● **What you have to do**
Rewrite the material from the line with "target: blue sky" through the line with "62 L 34 62 L", swapping "blue sky" for "open sky" and keeping everything else the same.

● **Data listing**
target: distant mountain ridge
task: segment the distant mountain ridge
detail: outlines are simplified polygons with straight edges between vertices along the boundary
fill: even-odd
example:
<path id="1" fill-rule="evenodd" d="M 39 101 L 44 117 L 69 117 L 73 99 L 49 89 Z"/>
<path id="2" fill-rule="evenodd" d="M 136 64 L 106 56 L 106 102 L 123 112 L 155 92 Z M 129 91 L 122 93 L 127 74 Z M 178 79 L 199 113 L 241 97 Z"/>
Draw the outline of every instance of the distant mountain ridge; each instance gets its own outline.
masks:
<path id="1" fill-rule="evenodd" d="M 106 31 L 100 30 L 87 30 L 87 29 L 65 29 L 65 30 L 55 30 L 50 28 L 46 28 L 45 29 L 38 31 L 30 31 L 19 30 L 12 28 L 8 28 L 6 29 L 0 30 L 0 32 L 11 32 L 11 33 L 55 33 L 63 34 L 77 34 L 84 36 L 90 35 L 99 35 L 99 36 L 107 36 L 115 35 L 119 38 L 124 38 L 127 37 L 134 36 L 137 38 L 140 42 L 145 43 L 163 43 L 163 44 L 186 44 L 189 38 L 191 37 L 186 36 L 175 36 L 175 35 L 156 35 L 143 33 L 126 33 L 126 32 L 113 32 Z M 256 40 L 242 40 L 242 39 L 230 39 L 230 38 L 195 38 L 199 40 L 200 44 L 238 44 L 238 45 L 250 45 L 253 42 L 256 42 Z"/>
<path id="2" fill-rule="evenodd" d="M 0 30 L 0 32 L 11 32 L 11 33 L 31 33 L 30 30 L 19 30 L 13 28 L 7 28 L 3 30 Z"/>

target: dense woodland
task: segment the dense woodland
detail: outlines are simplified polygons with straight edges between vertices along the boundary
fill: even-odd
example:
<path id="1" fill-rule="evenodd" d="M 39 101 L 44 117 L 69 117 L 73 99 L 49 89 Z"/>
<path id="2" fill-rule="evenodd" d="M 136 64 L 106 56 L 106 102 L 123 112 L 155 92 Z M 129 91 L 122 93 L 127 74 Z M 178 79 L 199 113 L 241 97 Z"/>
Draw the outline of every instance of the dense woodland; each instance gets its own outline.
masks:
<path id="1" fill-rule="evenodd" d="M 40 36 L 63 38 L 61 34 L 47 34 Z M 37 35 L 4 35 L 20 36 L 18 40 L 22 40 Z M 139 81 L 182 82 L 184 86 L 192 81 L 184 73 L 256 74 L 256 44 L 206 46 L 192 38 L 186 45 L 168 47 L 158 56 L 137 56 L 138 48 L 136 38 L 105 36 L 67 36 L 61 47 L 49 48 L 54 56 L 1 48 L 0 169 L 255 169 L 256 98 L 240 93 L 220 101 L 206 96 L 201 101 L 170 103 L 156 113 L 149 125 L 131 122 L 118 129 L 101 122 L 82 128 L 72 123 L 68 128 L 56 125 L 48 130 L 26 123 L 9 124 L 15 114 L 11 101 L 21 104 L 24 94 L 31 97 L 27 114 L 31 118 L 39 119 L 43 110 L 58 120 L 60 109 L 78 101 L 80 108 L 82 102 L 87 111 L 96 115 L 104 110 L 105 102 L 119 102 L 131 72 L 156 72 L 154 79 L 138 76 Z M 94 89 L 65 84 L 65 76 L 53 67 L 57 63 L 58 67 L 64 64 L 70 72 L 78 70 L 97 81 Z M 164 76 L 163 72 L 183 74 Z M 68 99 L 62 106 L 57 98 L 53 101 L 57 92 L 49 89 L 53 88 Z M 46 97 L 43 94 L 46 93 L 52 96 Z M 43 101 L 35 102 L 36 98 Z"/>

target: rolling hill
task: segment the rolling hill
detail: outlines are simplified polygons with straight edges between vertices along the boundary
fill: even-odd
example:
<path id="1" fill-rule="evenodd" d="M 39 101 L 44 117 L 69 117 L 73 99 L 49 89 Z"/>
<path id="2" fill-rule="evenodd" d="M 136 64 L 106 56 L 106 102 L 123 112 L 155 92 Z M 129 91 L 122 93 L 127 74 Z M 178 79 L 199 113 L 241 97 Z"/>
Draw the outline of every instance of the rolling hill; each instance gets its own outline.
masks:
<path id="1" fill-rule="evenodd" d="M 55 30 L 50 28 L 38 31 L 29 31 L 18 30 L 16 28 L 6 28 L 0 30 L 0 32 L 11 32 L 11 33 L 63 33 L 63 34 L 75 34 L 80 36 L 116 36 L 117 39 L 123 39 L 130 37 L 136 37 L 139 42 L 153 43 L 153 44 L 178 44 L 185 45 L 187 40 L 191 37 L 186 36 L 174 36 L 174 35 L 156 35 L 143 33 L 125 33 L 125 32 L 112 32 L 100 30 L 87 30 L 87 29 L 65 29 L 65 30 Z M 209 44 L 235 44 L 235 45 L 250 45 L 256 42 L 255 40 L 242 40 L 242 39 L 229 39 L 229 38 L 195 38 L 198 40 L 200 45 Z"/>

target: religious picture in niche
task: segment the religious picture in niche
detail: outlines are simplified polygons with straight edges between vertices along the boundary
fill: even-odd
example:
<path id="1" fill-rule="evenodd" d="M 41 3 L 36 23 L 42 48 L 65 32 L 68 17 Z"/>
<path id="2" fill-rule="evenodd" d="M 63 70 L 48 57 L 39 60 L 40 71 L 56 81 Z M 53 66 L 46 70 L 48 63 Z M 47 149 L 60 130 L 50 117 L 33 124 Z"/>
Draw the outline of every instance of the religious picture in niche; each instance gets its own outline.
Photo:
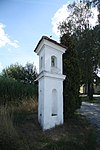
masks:
<path id="1" fill-rule="evenodd" d="M 51 67 L 57 67 L 57 58 L 55 56 L 51 56 Z"/>

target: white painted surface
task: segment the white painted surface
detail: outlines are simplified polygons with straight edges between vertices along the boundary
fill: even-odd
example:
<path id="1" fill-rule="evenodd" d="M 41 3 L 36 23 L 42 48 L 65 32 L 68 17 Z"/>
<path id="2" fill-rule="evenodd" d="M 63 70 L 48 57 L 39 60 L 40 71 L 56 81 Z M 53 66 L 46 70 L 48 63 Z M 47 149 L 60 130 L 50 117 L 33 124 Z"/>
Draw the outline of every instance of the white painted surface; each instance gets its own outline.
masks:
<path id="1" fill-rule="evenodd" d="M 38 121 L 43 130 L 63 124 L 63 80 L 62 54 L 65 49 L 43 39 L 38 47 L 39 55 L 39 100 Z M 56 66 L 52 67 L 51 57 L 56 57 Z M 42 64 L 41 64 L 42 63 Z"/>

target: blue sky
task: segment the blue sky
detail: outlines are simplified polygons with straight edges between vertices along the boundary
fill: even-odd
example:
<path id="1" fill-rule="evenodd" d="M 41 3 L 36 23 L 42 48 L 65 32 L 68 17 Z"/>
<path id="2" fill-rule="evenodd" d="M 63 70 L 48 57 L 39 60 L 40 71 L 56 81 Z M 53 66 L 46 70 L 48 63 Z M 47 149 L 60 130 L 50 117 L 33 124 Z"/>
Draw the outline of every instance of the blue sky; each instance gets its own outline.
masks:
<path id="1" fill-rule="evenodd" d="M 38 67 L 33 50 L 43 35 L 58 40 L 52 31 L 52 17 L 66 3 L 67 0 L 0 0 L 0 71 L 16 62 L 34 62 Z"/>
<path id="2" fill-rule="evenodd" d="M 16 62 L 34 62 L 38 68 L 35 46 L 43 35 L 59 40 L 56 23 L 72 1 L 0 0 L 0 72 Z"/>

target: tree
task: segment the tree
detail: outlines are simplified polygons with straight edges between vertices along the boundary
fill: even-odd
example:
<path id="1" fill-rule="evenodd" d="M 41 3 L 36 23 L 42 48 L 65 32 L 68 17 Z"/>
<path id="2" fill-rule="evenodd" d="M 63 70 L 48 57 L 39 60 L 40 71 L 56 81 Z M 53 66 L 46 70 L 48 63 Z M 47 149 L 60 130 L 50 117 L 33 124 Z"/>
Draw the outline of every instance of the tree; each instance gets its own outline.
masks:
<path id="1" fill-rule="evenodd" d="M 81 105 L 79 99 L 80 70 L 77 52 L 74 50 L 74 42 L 69 34 L 60 38 L 61 44 L 68 47 L 63 55 L 64 74 L 64 114 L 65 118 L 74 114 Z"/>
<path id="2" fill-rule="evenodd" d="M 100 0 L 92 0 L 92 4 L 97 6 L 99 14 L 98 14 L 98 22 L 100 24 Z"/>
<path id="3" fill-rule="evenodd" d="M 19 82 L 33 84 L 37 77 L 37 71 L 34 64 L 27 63 L 23 67 L 17 63 L 3 69 L 2 76 L 13 78 Z"/>
<path id="4" fill-rule="evenodd" d="M 70 33 L 78 37 L 82 31 L 91 28 L 89 19 L 93 17 L 93 13 L 88 3 L 84 1 L 74 2 L 68 5 L 68 10 L 70 15 L 58 26 L 61 35 Z"/>
<path id="5" fill-rule="evenodd" d="M 74 38 L 75 49 L 79 55 L 82 78 L 81 81 L 88 86 L 89 99 L 93 98 L 93 73 L 98 66 L 99 43 L 98 32 L 91 28 L 89 22 L 93 16 L 91 5 L 86 1 L 73 3 L 68 8 L 71 14 L 59 25 L 61 36 L 65 33 Z M 100 35 L 100 34 L 99 34 Z M 97 46 L 99 45 L 99 46 Z M 98 48 L 97 48 L 98 47 Z"/>

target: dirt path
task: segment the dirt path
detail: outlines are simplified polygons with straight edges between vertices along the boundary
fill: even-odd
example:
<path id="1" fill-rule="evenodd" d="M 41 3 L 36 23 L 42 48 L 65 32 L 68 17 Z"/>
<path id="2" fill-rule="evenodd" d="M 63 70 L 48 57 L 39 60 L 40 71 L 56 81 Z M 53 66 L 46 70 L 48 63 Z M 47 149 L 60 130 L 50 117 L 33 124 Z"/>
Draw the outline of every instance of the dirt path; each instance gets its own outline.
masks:
<path id="1" fill-rule="evenodd" d="M 82 102 L 79 112 L 86 116 L 86 118 L 96 127 L 97 145 L 100 150 L 100 105 L 88 102 Z"/>

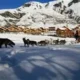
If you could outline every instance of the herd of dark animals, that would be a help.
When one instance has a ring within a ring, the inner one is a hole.
[[[80,36],[78,35],[78,31],[76,31],[76,33],[74,35],[74,38],[76,39],[77,42],[80,42]],[[30,45],[31,46],[34,46],[34,45],[45,46],[45,45],[49,44],[48,40],[41,40],[39,42],[30,40],[30,39],[26,39],[26,38],[23,38],[22,40],[23,40],[23,43],[24,43],[25,47],[26,46],[29,47]],[[55,45],[64,45],[66,43],[66,40],[57,39],[57,40],[53,40],[53,43]],[[3,45],[5,45],[5,47],[7,48],[8,46],[10,46],[10,47],[15,46],[15,43],[8,38],[0,38],[0,48],[2,48]]]
[[[8,45],[10,47],[13,47],[15,43],[8,38],[0,38],[0,48],[2,47],[2,45],[5,45],[5,47],[7,48]]]
[[[49,44],[49,41],[48,40],[41,40],[41,41],[39,41],[39,42],[36,42],[36,41],[33,41],[33,40],[30,40],[30,39],[26,39],[26,38],[23,38],[22,39],[23,40],[23,43],[24,43],[24,46],[26,47],[29,47],[30,45],[31,46],[34,46],[34,45],[40,45],[40,46],[45,46],[45,45],[48,45]],[[65,44],[66,43],[66,41],[65,40],[54,40],[53,41],[53,43],[54,44]],[[8,47],[8,46],[10,46],[10,47],[14,47],[15,46],[15,43],[12,41],[12,40],[10,40],[10,39],[8,39],[8,38],[0,38],[0,48],[2,48],[2,46],[5,46],[6,48]]]
[[[23,42],[24,42],[24,46],[27,45],[27,47],[29,47],[30,45],[34,46],[34,45],[40,45],[40,46],[45,46],[45,45],[48,45],[49,44],[49,41],[48,40],[41,40],[39,42],[36,42],[36,41],[32,41],[32,40],[29,40],[29,39],[26,39],[26,38],[23,38]],[[60,40],[57,39],[57,40],[54,40],[53,41],[54,44],[58,45],[58,44],[65,44],[66,41],[65,40]]]

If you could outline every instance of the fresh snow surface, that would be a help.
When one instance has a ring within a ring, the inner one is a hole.
[[[79,44],[24,47],[23,37],[36,41],[52,38],[0,34],[16,43],[13,48],[0,49],[0,80],[80,80]]]

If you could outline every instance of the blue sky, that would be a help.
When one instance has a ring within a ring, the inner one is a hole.
[[[49,2],[53,0],[0,0],[0,9],[17,8],[29,1]]]

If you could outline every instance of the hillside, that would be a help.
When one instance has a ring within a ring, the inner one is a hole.
[[[16,9],[0,10],[0,26],[11,24],[27,27],[51,27],[66,24],[75,26],[80,23],[79,12],[76,13],[80,2],[71,2],[72,0],[56,0],[48,3],[31,1]],[[77,9],[74,8],[75,5]]]

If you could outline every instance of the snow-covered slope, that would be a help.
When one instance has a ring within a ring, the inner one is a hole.
[[[65,25],[66,23],[75,25],[79,21],[70,18],[73,14],[67,12],[70,8],[73,8],[71,6],[74,6],[74,4],[72,4],[68,7],[71,1],[72,0],[56,0],[48,3],[31,1],[16,9],[0,10],[0,26],[15,24],[28,27],[51,27],[60,24]]]

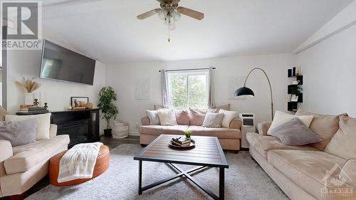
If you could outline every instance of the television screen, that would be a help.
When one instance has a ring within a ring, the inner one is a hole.
[[[93,85],[95,60],[43,41],[40,78]]]

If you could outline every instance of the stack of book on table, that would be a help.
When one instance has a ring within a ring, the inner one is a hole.
[[[44,107],[21,107],[19,110],[19,113],[33,113],[33,114],[41,114],[48,112],[48,110]]]
[[[171,142],[172,144],[180,147],[189,147],[190,145],[190,138],[172,138]]]

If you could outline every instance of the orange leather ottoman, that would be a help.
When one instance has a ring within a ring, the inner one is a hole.
[[[59,173],[59,162],[66,152],[67,151],[61,152],[53,157],[49,160],[49,182],[51,184],[58,186],[63,186],[81,184],[91,180],[95,177],[100,175],[104,172],[105,172],[106,169],[108,169],[108,167],[109,167],[109,147],[105,145],[102,145],[100,147],[100,149],[99,150],[99,155],[98,155],[98,158],[96,159],[95,166],[94,167],[94,172],[93,172],[93,178],[75,179],[70,181],[58,183],[57,181],[57,179],[58,178]]]

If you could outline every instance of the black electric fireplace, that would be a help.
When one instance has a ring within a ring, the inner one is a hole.
[[[99,109],[51,112],[57,135],[69,135],[70,148],[79,143],[100,141]]]

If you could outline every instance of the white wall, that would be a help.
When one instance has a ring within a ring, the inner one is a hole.
[[[273,90],[275,110],[287,110],[287,68],[295,65],[296,57],[292,54],[255,56],[238,56],[204,60],[170,62],[142,62],[108,65],[107,84],[114,88],[118,95],[120,120],[130,124],[131,135],[137,135],[137,125],[145,116],[145,110],[153,105],[162,104],[160,69],[177,69],[216,67],[214,72],[215,102],[217,105],[231,103],[233,110],[252,112],[258,122],[271,120],[271,104],[268,82],[261,71],[255,71],[247,82],[256,97],[246,100],[229,100],[229,78],[247,75],[256,66],[266,70],[270,76]],[[150,79],[150,100],[136,100],[137,79]],[[236,85],[236,89],[242,85]]]
[[[356,26],[300,53],[304,73],[303,107],[356,117]]]
[[[302,46],[307,48],[298,54],[305,79],[302,107],[356,117],[356,1]]]
[[[9,113],[15,113],[19,105],[24,102],[24,93],[15,85],[16,80],[21,80],[23,77],[36,77],[36,80],[41,84],[41,88],[36,91],[41,92],[42,95],[46,93],[46,101],[51,110],[68,109],[70,97],[73,96],[89,97],[89,101],[96,107],[98,94],[106,85],[106,67],[103,63],[96,62],[93,85],[39,79],[41,53],[41,51],[8,51],[7,110]],[[103,130],[103,126],[100,130]]]

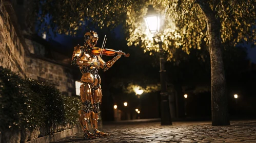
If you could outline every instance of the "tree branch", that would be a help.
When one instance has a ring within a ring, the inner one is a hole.
[[[215,9],[217,7],[218,5],[219,5],[219,4],[220,4],[220,2],[221,2],[221,0],[215,0],[215,1],[214,1],[214,2],[213,2],[213,10],[213,10],[213,11],[215,11]]]
[[[195,2],[199,5],[199,7],[205,14],[206,18],[208,20],[212,21],[216,20],[215,12],[211,9],[209,3],[205,2],[204,0],[196,0]]]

● **Written answer**
target: open sky
task: segment the open sky
detail: outlines are simplified polygons with straight edges between vertices along the boundary
fill: even-odd
example:
<path id="1" fill-rule="evenodd" d="M 41 3 L 36 23 L 42 48 L 65 32 L 68 17 Z"/>
<path id="2" fill-rule="evenodd" d="M 63 70 L 48 57 L 39 60 L 40 71 L 56 81 Z M 53 66 L 46 70 L 48 63 Z M 47 149 L 60 130 L 50 117 L 33 124 Z"/>
Draw the outline of every instance of the open sky; each instance gets its own outline.
masks:
<path id="1" fill-rule="evenodd" d="M 38 67 L 33 50 L 43 35 L 58 40 L 52 31 L 52 17 L 66 3 L 67 0 L 0 0 L 0 71 L 16 62 L 34 62 Z"/>
<path id="2" fill-rule="evenodd" d="M 16 62 L 34 62 L 38 68 L 35 46 L 43 35 L 59 40 L 56 23 L 72 1 L 0 0 L 0 72 Z"/>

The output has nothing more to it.